WHAT YOU HAVE TO DO: Copy the material word for word from its first line through the line containing "(232, 356), (400, 588)", including both ends, and leave the pictures out.

DATA TO PROCESS:
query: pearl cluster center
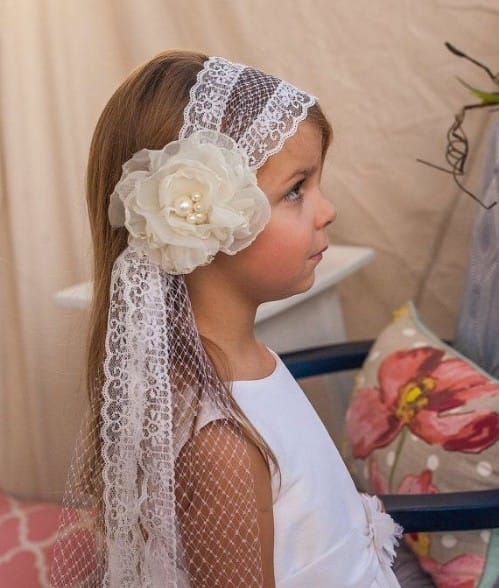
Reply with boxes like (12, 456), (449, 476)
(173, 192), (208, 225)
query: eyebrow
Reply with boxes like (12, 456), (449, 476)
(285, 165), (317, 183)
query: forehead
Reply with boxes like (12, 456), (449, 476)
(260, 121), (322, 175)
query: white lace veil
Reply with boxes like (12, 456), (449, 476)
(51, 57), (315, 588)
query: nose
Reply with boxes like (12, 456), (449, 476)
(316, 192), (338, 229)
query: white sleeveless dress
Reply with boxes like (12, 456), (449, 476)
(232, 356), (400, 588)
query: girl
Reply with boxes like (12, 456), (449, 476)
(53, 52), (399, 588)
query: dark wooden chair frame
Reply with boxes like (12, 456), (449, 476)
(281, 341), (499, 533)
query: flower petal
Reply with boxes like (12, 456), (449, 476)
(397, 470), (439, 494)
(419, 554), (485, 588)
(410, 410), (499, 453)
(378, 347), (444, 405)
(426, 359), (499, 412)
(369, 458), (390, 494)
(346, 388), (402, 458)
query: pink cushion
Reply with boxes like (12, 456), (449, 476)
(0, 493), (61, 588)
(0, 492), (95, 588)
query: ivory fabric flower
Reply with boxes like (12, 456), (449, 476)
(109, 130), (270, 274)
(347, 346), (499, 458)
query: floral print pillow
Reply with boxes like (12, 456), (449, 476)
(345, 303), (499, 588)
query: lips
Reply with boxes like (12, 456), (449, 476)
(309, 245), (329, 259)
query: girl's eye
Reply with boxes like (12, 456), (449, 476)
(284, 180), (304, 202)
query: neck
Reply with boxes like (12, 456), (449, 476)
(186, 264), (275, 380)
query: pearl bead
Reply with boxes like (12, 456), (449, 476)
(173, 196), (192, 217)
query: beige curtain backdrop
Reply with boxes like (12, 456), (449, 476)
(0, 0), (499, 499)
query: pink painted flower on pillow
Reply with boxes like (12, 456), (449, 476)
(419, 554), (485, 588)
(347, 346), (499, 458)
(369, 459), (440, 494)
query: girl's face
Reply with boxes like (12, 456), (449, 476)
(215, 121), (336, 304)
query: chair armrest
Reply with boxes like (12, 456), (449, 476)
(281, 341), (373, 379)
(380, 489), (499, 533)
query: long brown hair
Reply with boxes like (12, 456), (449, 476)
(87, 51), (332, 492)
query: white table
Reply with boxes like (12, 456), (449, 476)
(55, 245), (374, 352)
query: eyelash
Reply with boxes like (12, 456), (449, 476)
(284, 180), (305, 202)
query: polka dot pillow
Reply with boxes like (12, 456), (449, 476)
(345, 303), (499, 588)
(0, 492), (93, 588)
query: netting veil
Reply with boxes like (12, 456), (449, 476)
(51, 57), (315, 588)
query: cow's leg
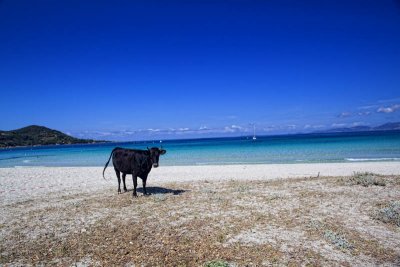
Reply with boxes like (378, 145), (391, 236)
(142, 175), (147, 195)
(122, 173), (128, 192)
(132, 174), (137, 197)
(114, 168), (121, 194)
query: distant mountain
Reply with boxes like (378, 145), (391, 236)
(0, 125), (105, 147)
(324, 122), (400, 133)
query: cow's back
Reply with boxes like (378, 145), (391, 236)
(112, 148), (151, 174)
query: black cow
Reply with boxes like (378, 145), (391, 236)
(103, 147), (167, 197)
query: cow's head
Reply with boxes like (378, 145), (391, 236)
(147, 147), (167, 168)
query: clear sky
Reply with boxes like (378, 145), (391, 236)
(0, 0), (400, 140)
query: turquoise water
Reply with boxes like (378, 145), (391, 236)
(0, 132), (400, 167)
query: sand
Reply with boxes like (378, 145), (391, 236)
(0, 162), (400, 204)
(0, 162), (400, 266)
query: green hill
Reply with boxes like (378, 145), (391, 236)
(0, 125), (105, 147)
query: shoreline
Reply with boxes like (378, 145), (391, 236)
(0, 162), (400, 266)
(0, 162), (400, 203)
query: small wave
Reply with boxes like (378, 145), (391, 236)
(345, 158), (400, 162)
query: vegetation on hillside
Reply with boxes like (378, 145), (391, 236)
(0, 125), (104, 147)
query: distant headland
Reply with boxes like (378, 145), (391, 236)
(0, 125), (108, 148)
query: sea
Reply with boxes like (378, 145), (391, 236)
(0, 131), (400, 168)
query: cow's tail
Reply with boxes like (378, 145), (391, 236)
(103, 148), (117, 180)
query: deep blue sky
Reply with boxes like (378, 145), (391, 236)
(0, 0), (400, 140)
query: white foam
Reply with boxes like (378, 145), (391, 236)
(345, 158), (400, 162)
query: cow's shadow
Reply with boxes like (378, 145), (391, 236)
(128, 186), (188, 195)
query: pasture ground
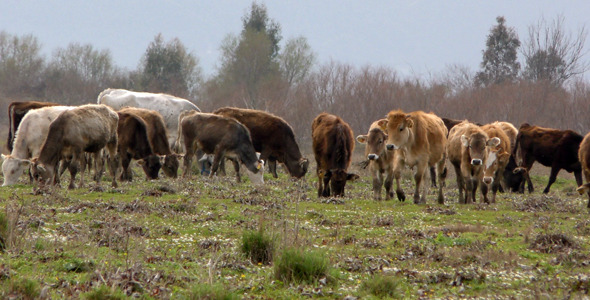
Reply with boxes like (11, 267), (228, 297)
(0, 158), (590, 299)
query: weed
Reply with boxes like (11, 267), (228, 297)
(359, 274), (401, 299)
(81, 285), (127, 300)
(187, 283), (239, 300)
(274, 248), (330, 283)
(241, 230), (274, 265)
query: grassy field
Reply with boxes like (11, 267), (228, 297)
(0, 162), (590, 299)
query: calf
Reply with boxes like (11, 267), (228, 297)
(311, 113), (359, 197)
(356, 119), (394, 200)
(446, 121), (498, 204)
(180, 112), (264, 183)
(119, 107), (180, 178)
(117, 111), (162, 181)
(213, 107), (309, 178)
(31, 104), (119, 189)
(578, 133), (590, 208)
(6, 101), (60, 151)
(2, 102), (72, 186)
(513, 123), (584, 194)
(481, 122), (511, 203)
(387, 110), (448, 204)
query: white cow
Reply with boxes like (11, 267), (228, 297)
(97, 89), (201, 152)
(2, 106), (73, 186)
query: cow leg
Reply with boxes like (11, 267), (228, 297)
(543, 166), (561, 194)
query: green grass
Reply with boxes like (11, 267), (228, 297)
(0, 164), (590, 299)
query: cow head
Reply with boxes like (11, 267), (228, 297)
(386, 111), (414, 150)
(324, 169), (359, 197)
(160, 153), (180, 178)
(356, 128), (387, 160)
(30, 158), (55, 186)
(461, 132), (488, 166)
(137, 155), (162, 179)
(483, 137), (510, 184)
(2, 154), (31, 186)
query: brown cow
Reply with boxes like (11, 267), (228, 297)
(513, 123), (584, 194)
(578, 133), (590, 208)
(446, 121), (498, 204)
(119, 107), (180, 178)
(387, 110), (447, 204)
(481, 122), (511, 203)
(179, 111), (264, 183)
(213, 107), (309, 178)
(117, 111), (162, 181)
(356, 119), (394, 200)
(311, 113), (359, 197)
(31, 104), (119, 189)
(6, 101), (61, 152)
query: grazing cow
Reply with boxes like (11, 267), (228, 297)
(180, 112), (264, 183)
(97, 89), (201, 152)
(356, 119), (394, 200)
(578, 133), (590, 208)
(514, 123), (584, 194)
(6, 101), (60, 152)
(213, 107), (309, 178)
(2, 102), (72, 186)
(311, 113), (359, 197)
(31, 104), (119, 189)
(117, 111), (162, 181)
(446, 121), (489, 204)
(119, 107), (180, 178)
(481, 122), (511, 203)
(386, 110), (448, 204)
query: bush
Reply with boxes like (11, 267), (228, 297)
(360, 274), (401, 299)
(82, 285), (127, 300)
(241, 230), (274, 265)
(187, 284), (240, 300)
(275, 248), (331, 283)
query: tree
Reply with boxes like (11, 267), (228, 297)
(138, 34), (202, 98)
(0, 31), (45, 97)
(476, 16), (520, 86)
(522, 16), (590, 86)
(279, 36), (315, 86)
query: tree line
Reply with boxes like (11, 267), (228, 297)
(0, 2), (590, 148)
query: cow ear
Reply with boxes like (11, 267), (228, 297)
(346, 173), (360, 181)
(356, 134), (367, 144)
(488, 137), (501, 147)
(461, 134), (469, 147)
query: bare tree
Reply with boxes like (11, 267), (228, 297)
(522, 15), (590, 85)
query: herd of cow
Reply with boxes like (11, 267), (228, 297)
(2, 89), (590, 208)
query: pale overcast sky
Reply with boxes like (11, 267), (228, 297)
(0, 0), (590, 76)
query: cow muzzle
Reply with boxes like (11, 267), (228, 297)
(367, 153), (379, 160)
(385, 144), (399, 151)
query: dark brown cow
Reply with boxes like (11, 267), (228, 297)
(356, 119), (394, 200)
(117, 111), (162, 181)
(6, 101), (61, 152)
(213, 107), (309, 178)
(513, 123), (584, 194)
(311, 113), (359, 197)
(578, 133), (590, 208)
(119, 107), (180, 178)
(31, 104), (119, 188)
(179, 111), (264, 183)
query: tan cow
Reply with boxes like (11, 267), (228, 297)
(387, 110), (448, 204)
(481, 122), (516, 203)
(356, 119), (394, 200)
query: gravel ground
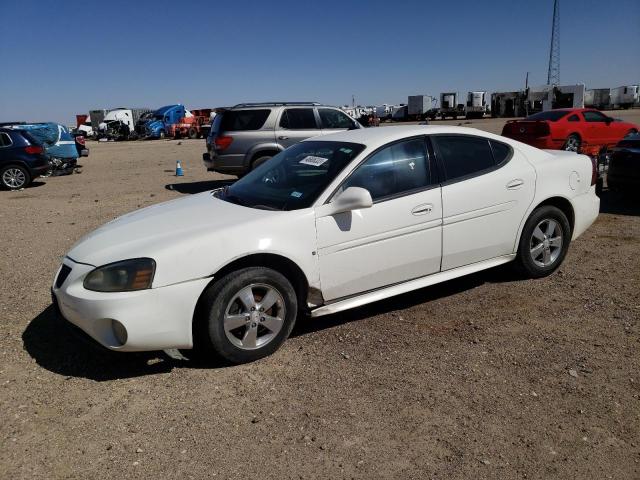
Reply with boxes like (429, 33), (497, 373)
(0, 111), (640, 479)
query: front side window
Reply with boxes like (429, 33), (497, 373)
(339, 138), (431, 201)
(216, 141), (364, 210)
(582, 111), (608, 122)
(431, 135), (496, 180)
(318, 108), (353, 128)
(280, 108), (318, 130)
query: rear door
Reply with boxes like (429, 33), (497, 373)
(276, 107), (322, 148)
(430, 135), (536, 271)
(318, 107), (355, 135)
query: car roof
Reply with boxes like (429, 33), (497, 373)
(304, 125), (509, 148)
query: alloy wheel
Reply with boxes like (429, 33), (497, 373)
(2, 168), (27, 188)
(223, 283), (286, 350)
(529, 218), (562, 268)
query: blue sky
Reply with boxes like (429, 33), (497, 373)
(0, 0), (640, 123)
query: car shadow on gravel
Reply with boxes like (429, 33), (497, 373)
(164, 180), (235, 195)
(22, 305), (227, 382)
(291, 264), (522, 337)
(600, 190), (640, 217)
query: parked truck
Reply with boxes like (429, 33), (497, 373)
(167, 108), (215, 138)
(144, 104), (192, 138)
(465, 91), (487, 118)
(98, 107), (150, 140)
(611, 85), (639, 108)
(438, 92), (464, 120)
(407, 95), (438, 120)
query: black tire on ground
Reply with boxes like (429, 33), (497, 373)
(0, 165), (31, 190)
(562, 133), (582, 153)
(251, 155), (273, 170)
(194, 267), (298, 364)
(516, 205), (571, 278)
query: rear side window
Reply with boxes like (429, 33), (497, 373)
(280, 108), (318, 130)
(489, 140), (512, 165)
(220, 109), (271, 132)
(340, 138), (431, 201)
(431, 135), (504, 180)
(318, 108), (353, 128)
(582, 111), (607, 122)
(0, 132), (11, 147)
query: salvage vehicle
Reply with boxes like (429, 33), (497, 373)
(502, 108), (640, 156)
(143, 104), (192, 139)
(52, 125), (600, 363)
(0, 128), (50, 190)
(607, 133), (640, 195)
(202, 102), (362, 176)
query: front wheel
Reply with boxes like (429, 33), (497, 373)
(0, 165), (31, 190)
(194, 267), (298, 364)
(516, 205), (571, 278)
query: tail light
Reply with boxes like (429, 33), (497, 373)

RESULT OF THE EXERCISE:
query: pearl cluster center
Reply with boxes like (12, 456), (449, 476)
(173, 192), (208, 225)
query: eyebrow
Reply with boxes like (12, 456), (449, 476)
(285, 165), (317, 183)
query: forehead
Reply with boxes like (12, 456), (449, 476)
(260, 121), (322, 175)
query: white lace veil
Reply with boxes like (12, 456), (449, 476)
(51, 57), (315, 588)
query: nose
Reply with boxes like (12, 456), (449, 476)
(316, 192), (338, 229)
query: white sleeveless dress
Reply with boxes like (12, 456), (449, 476)
(232, 356), (400, 588)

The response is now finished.